**EXTRACT**

I don't know who is responsible for providing the information within this article, but apparently they haven't read the Brushaber case, if they had, they would have noticed the following language:

"We are of opinion, however, [240 U.S. 1, 11] that the confusion is not inherent, but rather arises from the conclusion that the 16th Amendment provides for a hitherto unknown power of taxation; that is, a power to levy an income tax which, although direct, should not be subject to the regulation of apportionment applicable to all other direct taxes. And the far-reaching effect of this erroneous assumption will be made clear. . ."

Notice the Court's language of "erroneous"? Furthermore the "direct tax," unapportioned, was with respect to the source derived. A specific tax with general application. Read the case that you have hyperlinked on your own site.

[edit] Comments -- by Famspear -- on 10 May 2006 edits by Famspear

From Famspear To Flytrapper and all editors

Dear Flytrapper

In your recent edits you don't state what you feel is incorrect about the article as written. I have found no errors in the language that you deleted. I also argue that some of your edits are incorrect, as explained below.

You indicated that the Brushaber case is constantly misunderstood by "those who refer to constitutional adherents as tax protesters." I argue that your statement is incorrect.

First, tax protesters, to the extent they make arguments about the constitutionality of the tax, are generally arguing that the tax is unconstitutional. By definition, tax protester arguments on constitutionality are not only without legal merit, the arguments are also legally frivolous. This is not merely my position or conclusion. The courts have so ruled without exception for the past 30 years. Indeed, the frivolousness of the arguments is what makes them "tax protester arguments."

This is an astonishing record. Since 1975, when the term "tax protester" was first used in reported decisions in the way we're using it, I have not found and, to the best of my knowledge, no one else has ever found, a reported Federal court decision in which a tax protester argument was ever ruled to be correct. Every single time I have seen a passage in tax protester literature that says that the tax protesters won some particular tax protester argument, the claim has turned out to be false.

Second, the supposed "misunderstanding" you believe exist stems, you say, from the erroneous belief that the Brushaber decision relieves taxes on incomes from the rule of uniformity.

Pointing dataset records:
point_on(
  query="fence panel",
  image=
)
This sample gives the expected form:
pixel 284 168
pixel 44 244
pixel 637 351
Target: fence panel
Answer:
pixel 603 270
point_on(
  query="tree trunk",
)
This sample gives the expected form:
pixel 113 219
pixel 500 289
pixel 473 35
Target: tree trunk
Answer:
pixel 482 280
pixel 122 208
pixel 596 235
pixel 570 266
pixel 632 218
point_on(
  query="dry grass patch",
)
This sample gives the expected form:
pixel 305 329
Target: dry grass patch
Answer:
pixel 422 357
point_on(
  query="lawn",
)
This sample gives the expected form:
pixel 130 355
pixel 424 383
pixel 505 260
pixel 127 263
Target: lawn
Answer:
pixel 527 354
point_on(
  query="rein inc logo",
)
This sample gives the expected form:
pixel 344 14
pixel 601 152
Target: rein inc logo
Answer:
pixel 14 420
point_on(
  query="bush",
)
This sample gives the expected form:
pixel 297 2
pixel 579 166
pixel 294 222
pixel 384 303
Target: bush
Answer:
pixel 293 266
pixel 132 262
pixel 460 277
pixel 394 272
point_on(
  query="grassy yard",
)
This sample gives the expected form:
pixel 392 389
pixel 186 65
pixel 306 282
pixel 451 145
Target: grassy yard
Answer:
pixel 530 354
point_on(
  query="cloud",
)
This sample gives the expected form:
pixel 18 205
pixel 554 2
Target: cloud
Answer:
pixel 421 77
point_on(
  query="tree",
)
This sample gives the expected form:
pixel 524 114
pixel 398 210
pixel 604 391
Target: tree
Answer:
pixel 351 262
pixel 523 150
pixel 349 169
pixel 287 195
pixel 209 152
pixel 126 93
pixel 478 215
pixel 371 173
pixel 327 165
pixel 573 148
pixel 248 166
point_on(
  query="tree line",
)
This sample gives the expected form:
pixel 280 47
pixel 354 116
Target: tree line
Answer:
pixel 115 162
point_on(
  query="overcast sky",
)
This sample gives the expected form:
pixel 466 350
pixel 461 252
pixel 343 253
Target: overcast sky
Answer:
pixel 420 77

==

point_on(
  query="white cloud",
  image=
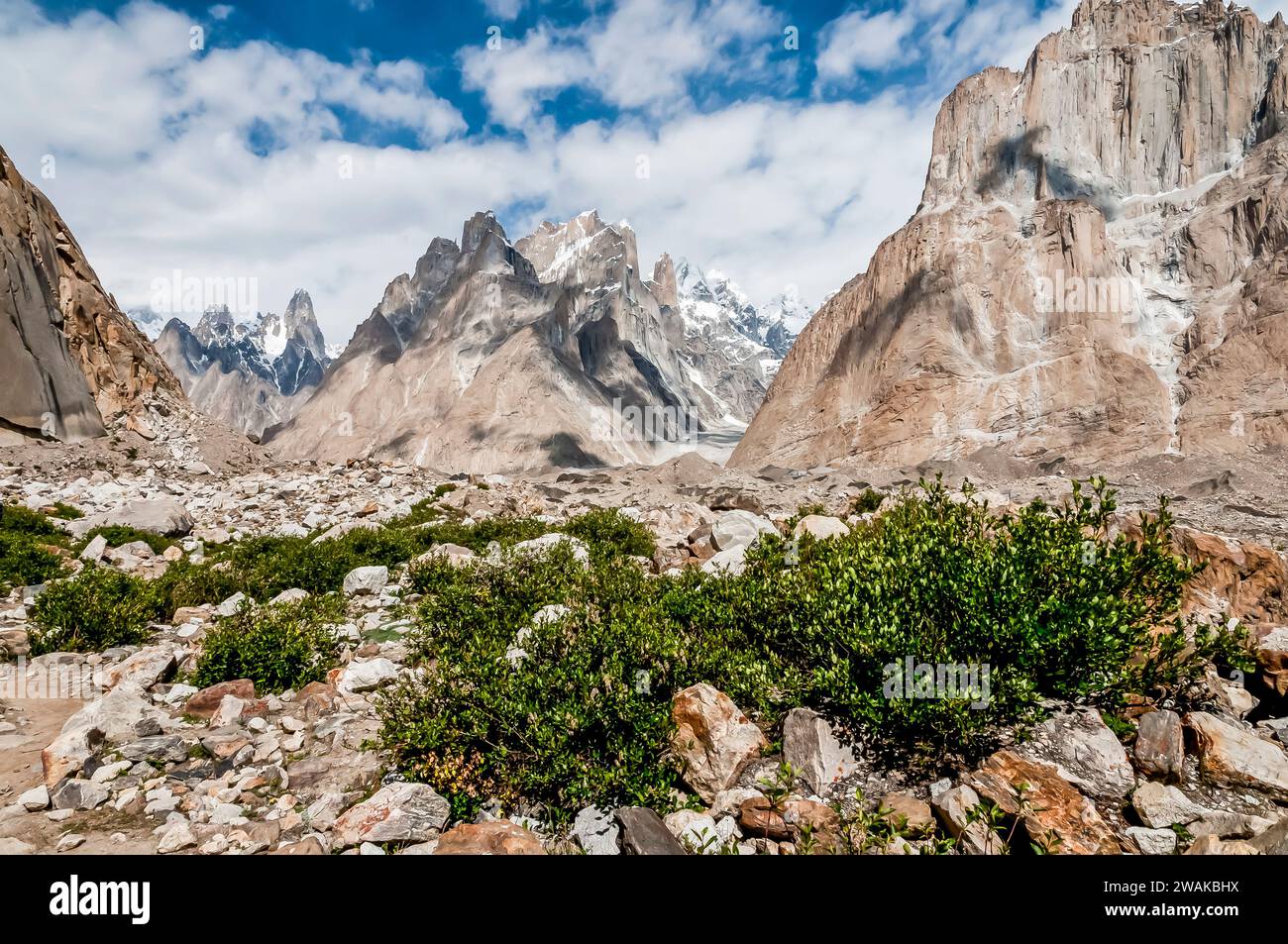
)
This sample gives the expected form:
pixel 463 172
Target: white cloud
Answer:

**EXERCISES TO COMPLETE**
#1 Gather every line of the rows that contains the word "white".
#2 Write the next part of the discussion of the Brushaber case, beginning after its final sentence.

**EXPECTED OUTPUTS**
#1
  query="white cloud",
Target: white cloud

#2
I agree that such a belief would certainly be erroneous -- there's just one problem with your statement. I have never heard anybody make the argument that the Brushaber court ruled that way! Not even the tax protesters make that kind of argument! You seem to be attributing the "misunderstanding" not to the tax protesters, but to those who disagree with the tax protesters (i.e., legal scholars, lawyers, CPAs, the courts, etc.)!

More specifically, the uniformity rule is the rule that excises (i.e., indirect taxes, such as income taxes other than taxes on income from property) must be imposed with geographical uniformity.

Obviously, the Brushaber court never ruled that excises do not have to be geographically uniform. Indeed, that was not even one of the issues presented to the court in the case.

The court did refer to the uniformity rule -- because Mr. Brushaber had talked about it in one of his arguments. But neither Mr. Brushaber nor the railroad company nor the government were really disagreeing about the point that the uniformity rule applies to excises.

It may not be obvious to you, but I assure you it's unlikely anybody (tax lawyer or tax protester) would argue that Brushaber stands for the proposition that excises do not have to be imposed with geographical uniformity. Again, I've never even heard a tax protester make that argument. (I'm not saying it's never happened -- it's just I can't remember ever seeing it, and more importantly it wouldn't make sense for tax protester or anyone else to argue that Brushaber stands for the proposition that Congress could impose an income tax in, say, only New York and Montana -- and not impose the same tax in all the other states.)

Bottom line: If legal scholars were to misunderstand Brushaber as ruling that excises did not have to be uniform, legal scholars would in effect be saying Brushaber stands for the proposition that Congress could validity enact an excise that was imposed only in some states but not others! I have studied the Federal income tax laws for 29 years and I cannot remember ever seeing anyone make such an argument, especially not a tax lawyer, CPA, law professor, or IRS employee. If someone has ever made such an argument, they would be in a very, very small minority.

Next, your comments in the talk page to the effect that the term "tax protester" shouldn't be used are, I argue, off base. "Tax protester" is a term that has negative connotations, and some people undoubtedly become very angry when the term is used to describe them. Congress in 1998 passed a law forbidding IRS employees from using the term in IRS documents.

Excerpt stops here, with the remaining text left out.